Please reproduce, word for word, the lines from the one containing "target: white baseboard" through the last of the lines below, leaving out the pictures.

Records excerpted from a collection:
★ ★ ★
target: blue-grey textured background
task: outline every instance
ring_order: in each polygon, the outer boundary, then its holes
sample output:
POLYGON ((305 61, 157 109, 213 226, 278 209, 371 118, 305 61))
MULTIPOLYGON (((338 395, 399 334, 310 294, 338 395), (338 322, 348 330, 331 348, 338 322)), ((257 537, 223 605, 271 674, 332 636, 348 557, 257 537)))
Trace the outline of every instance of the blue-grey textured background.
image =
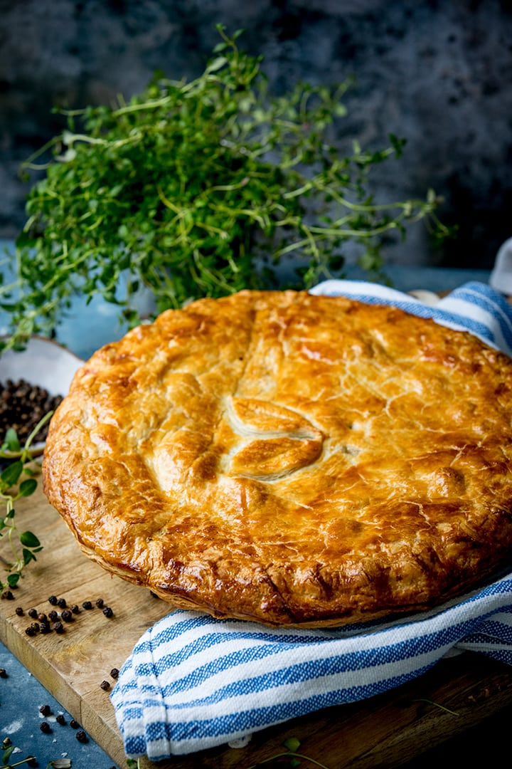
POLYGON ((507 0, 0 0, 0 237, 24 221, 21 161, 57 132, 55 104, 109 103, 154 71, 191 77, 218 42, 246 30, 271 89, 354 75, 339 146, 408 140, 375 168, 382 199, 444 198, 457 238, 432 250, 422 225, 390 262, 490 268, 509 237, 512 3, 507 0))

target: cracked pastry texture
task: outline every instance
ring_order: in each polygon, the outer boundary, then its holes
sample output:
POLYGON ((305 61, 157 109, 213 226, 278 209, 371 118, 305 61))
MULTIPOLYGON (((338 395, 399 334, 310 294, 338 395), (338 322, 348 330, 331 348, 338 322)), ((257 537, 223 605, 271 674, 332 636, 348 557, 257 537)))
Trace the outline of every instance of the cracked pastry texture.
POLYGON ((176 606, 329 627, 436 605, 512 544, 512 361, 393 308, 241 291, 107 345, 55 414, 48 500, 176 606))

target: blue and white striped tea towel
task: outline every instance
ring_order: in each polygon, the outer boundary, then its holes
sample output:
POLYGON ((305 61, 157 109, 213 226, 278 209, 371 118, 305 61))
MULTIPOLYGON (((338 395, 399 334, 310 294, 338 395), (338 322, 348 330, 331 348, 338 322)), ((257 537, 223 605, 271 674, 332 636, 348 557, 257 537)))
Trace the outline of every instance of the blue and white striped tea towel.
MULTIPOLYGON (((313 291, 397 305, 469 330, 512 356, 512 308, 484 284, 466 284, 434 306, 364 281, 328 281, 313 291)), ((388 624, 271 629, 176 611, 144 633, 111 697, 128 757, 159 761, 365 699, 464 649, 512 664, 512 573, 464 600, 388 624)))

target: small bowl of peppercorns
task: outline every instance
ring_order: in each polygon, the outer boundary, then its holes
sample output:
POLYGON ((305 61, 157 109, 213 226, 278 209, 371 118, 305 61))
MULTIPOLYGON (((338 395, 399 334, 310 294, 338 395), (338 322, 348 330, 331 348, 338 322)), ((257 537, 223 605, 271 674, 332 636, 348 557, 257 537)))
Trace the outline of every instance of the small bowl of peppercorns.
MULTIPOLYGON (((21 351, 0 353, 0 447, 2 456, 19 451, 6 448, 8 431, 15 431, 21 448, 44 417, 68 394, 84 361, 52 339, 32 336, 21 351)), ((32 456, 42 454, 47 420, 31 443, 32 456)))

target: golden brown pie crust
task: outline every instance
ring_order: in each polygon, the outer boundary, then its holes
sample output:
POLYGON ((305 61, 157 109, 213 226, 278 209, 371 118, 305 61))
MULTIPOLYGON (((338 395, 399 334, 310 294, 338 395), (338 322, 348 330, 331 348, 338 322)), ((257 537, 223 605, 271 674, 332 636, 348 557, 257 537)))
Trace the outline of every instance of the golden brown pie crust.
POLYGON ((241 291, 107 345, 45 491, 176 606, 329 627, 459 595, 512 554, 512 361, 394 308, 241 291))

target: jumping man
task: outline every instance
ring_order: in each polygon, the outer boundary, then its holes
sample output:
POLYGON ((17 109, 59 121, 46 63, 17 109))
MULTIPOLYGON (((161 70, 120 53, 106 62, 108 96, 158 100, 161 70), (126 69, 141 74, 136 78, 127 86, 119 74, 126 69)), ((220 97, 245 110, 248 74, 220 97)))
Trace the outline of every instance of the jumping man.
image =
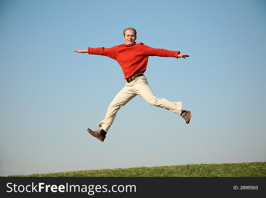
POLYGON ((105 56, 114 59, 122 68, 127 82, 125 87, 118 93, 109 105, 105 118, 98 124, 99 130, 94 131, 88 128, 88 132, 101 142, 103 142, 118 111, 137 95, 140 96, 151 105, 180 115, 185 119, 186 123, 189 124, 191 116, 190 112, 183 110, 181 101, 170 102, 156 97, 149 86, 144 73, 146 71, 149 56, 186 58, 189 55, 180 54, 179 51, 156 49, 142 42, 137 43, 135 42, 137 39, 137 31, 132 27, 125 29, 123 33, 125 43, 122 45, 109 48, 89 47, 87 50, 74 51, 78 53, 105 56))

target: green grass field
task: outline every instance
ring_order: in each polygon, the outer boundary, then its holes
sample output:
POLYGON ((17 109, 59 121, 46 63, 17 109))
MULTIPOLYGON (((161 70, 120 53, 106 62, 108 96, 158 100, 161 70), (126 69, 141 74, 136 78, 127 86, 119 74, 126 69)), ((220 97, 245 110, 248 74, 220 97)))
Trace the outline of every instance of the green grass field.
POLYGON ((264 177, 266 161, 78 171, 9 177, 264 177))

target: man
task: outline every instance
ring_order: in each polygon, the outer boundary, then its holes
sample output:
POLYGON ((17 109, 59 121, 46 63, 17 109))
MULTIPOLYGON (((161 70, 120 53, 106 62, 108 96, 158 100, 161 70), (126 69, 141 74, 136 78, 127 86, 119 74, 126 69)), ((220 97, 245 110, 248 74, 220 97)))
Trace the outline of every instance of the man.
POLYGON ((180 54, 179 51, 156 49, 141 42, 137 43, 135 42, 137 39, 137 31, 132 27, 125 29, 123 34, 125 43, 122 45, 109 48, 92 48, 89 47, 88 50, 74 51, 78 53, 105 56, 116 60, 122 68, 127 82, 125 86, 110 104, 105 118, 98 124, 99 130, 94 131, 88 128, 88 132, 101 142, 103 142, 117 111, 137 95, 139 95, 151 105, 179 114, 185 119, 186 123, 189 124, 191 116, 190 112, 183 110, 181 101, 170 102, 156 97, 149 86, 144 73, 146 70, 149 56, 186 58, 189 56, 180 54))

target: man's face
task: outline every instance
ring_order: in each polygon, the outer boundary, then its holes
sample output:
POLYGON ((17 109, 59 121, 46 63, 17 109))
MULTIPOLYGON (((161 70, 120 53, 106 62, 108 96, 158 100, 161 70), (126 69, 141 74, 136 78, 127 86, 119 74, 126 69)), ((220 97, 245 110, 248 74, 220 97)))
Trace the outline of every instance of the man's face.
POLYGON ((135 42, 137 39, 137 36, 135 35, 135 33, 133 30, 127 30, 126 31, 124 39, 125 40, 126 45, 131 45, 135 42))

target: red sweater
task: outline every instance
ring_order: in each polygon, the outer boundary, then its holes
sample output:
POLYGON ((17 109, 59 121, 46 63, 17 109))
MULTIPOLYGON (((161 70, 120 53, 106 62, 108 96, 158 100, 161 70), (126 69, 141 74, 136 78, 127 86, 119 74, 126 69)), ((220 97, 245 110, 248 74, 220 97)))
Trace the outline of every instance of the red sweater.
POLYGON ((122 68, 125 79, 146 71, 148 58, 150 56, 175 57, 178 58, 179 51, 170 51, 164 49, 156 49, 141 42, 132 45, 124 44, 109 48, 89 47, 89 54, 108 56, 116 60, 122 68))

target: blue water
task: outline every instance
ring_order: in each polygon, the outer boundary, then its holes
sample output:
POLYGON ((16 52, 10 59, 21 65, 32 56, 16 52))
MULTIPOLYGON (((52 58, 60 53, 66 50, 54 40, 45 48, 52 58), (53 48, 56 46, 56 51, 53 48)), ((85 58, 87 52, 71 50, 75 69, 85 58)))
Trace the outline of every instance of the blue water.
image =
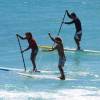
MULTIPOLYGON (((24 36, 30 31, 38 45, 52 45, 48 32, 56 36, 66 9, 74 11, 82 22, 82 49, 99 51, 99 0, 0 0, 0 67, 23 69, 16 33, 24 36)), ((70 21, 67 16, 65 20, 70 21)), ((60 36, 64 47, 76 47, 74 33, 74 25, 63 25, 60 36)), ((26 48, 27 41, 21 41, 21 45, 26 48)), ((65 54, 65 81, 0 71, 0 100, 100 100, 100 54, 65 54)), ((30 51, 24 57, 27 69, 31 70, 30 51)), ((39 51, 38 69, 55 72, 57 64, 57 52, 39 51)), ((50 75, 58 77, 59 71, 50 75)))

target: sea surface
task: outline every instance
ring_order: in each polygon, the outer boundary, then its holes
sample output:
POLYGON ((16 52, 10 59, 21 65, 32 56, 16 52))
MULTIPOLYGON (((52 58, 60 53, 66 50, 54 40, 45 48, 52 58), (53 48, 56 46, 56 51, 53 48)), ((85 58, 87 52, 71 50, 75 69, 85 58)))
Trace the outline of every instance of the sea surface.
MULTIPOLYGON (((100 51, 100 0, 0 0, 0 67, 24 70, 16 34, 32 32, 38 45, 52 46, 48 33, 57 35, 65 10, 81 20, 81 48, 100 51)), ((71 19, 66 16, 65 21, 71 19)), ((74 34, 74 25, 62 25, 65 48, 76 48, 74 34)), ((27 41, 20 42, 28 47, 27 41)), ((27 70, 32 70, 30 53, 24 53, 27 70)), ((37 68, 47 71, 37 74, 40 78, 0 70, 0 100, 100 100, 100 53, 65 54, 66 80, 57 79, 56 51, 39 50, 37 68)))

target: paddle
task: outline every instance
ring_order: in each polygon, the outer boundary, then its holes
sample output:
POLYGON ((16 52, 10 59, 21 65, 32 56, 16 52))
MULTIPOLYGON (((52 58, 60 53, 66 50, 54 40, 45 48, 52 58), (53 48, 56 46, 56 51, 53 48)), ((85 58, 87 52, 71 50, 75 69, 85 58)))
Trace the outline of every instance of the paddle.
MULTIPOLYGON (((16 35, 16 36, 17 36, 17 35, 16 35)), ((21 43, 20 43, 20 40, 19 40, 18 36, 17 36, 17 40, 18 40, 18 44, 19 44, 20 51, 21 51, 21 56, 22 56, 22 60, 23 60, 23 64, 24 64, 24 69, 25 69, 25 71, 26 71, 24 55, 23 55, 23 53, 22 53, 22 47, 21 47, 21 43)))
POLYGON ((58 34, 57 34, 57 35, 60 34, 60 31, 61 31, 61 28, 62 28, 62 25, 63 25, 64 19, 65 19, 65 16, 66 16, 66 11, 65 11, 64 16, 63 16, 63 18, 62 18, 62 22, 61 22, 61 24, 60 24, 60 28, 59 28, 59 30, 58 30, 58 34))

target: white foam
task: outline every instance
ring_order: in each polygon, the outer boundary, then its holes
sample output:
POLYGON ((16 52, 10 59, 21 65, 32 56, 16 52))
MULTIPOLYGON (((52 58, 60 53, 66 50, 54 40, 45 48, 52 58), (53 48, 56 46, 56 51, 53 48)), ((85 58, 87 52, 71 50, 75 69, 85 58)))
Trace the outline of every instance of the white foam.
POLYGON ((64 89, 49 92, 9 92, 0 91, 0 100, 100 100, 100 90, 90 91, 85 89, 64 89))

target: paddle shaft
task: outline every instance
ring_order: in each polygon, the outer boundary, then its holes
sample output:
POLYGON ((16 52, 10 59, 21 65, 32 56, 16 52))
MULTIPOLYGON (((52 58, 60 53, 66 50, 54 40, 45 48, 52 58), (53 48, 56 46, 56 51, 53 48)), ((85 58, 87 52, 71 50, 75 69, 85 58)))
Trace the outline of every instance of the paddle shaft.
POLYGON ((23 53, 22 53, 22 47, 21 47, 21 43, 20 43, 20 40, 19 40, 18 36, 17 36, 17 40, 18 40, 18 44, 19 44, 20 51, 21 51, 21 56, 22 56, 22 60, 23 60, 23 64, 24 64, 24 69, 25 69, 25 71, 26 71, 24 55, 23 55, 23 53))
POLYGON ((60 31, 61 31, 61 28, 62 28, 62 25, 63 25, 64 19, 65 19, 65 16, 66 16, 66 11, 65 11, 65 13, 64 13, 64 16, 63 16, 63 19, 62 19, 62 22, 61 22, 61 25, 60 25, 60 28, 59 28, 59 30, 58 30, 58 34, 57 34, 57 35, 60 34, 60 31))

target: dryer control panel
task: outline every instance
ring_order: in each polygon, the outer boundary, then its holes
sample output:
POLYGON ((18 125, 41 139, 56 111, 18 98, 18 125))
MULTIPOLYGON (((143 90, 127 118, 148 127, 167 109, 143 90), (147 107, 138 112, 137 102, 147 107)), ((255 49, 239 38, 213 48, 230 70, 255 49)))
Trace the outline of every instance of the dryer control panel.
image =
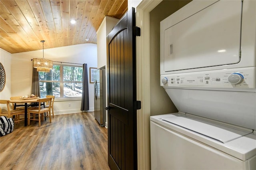
POLYGON ((255 89, 255 67, 172 74, 160 76, 164 87, 255 89))

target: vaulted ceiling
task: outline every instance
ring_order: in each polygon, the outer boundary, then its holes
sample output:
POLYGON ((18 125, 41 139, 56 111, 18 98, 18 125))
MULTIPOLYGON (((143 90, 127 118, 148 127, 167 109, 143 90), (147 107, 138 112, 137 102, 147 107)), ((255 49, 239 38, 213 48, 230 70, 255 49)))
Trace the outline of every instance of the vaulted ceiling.
POLYGON ((13 53, 41 49, 41 40, 44 49, 96 43, 105 16, 120 19, 127 6, 127 0, 0 0, 0 47, 13 53))

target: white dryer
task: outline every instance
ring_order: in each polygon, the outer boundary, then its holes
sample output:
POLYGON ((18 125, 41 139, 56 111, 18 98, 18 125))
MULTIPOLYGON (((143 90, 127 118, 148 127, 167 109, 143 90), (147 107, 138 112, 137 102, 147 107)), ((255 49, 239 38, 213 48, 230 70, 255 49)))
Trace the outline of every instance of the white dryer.
POLYGON ((256 169, 256 1, 194 0, 160 23, 152 169, 256 169))

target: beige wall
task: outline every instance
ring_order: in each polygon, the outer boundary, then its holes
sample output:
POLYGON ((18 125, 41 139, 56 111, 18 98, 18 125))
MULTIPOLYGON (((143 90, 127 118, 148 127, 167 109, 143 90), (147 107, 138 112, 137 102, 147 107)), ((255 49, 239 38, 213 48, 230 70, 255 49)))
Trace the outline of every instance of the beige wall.
MULTIPOLYGON (((3 90, 0 92, 0 99, 4 100, 11 95, 11 54, 0 48, 0 62, 5 71, 6 83, 3 90)), ((2 106, 1 106, 1 107, 2 106)))
POLYGON ((151 116, 178 112, 164 88, 160 86, 160 22, 189 2, 164 0, 150 12, 151 116))

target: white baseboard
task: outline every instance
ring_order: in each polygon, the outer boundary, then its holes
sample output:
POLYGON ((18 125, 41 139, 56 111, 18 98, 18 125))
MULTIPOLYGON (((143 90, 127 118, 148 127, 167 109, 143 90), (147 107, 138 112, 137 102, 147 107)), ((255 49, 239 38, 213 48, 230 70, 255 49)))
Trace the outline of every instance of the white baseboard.
MULTIPOLYGON (((88 112, 93 111, 94 108, 90 108, 89 110, 86 111, 84 112, 88 112)), ((75 113, 77 113, 83 112, 80 109, 72 109, 72 110, 65 110, 63 111, 55 111, 54 110, 54 115, 63 115, 65 114, 75 113)))

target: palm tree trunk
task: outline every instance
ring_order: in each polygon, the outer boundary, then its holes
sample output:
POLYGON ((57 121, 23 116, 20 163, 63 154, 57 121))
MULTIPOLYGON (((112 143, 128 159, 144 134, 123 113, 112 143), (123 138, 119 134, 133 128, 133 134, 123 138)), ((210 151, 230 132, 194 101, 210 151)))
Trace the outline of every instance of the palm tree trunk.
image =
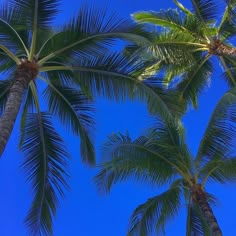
★ ★ ★
§ **Exercise output**
target: white baseboard
task: outline every instance
ring_order: in each polygon, the outer boundary, then its holes
sample output:
POLYGON ((18 125, 41 139, 56 111, 18 98, 18 125))
MULTIPOLYGON (((143 90, 127 118, 148 127, 167 109, 143 90), (147 107, 138 112, 137 102, 147 107)), ((255 49, 239 38, 213 48, 230 70, 255 49)))
Trace the outline of every instance of the white baseboard.
MULTIPOLYGON (((88 112, 93 111, 94 108, 90 108, 89 110, 86 111, 84 112, 88 112)), ((75 113, 77 113, 83 112, 80 109, 72 109, 72 110, 65 110, 63 111, 55 111, 54 110, 54 115, 63 115, 65 114, 75 113)))

target: palm tree trunk
task: outline every instance
ring_order: in each polygon, the outer boundary, then its holes
sample output:
POLYGON ((57 121, 23 116, 20 163, 63 154, 57 121))
MULTIPOLYGON (((112 143, 128 159, 144 134, 123 113, 112 143), (123 138, 119 134, 133 128, 133 134, 123 138)), ((210 151, 230 132, 194 101, 210 151)))
Trace the outline of every instance of the palm tree trunk.
image =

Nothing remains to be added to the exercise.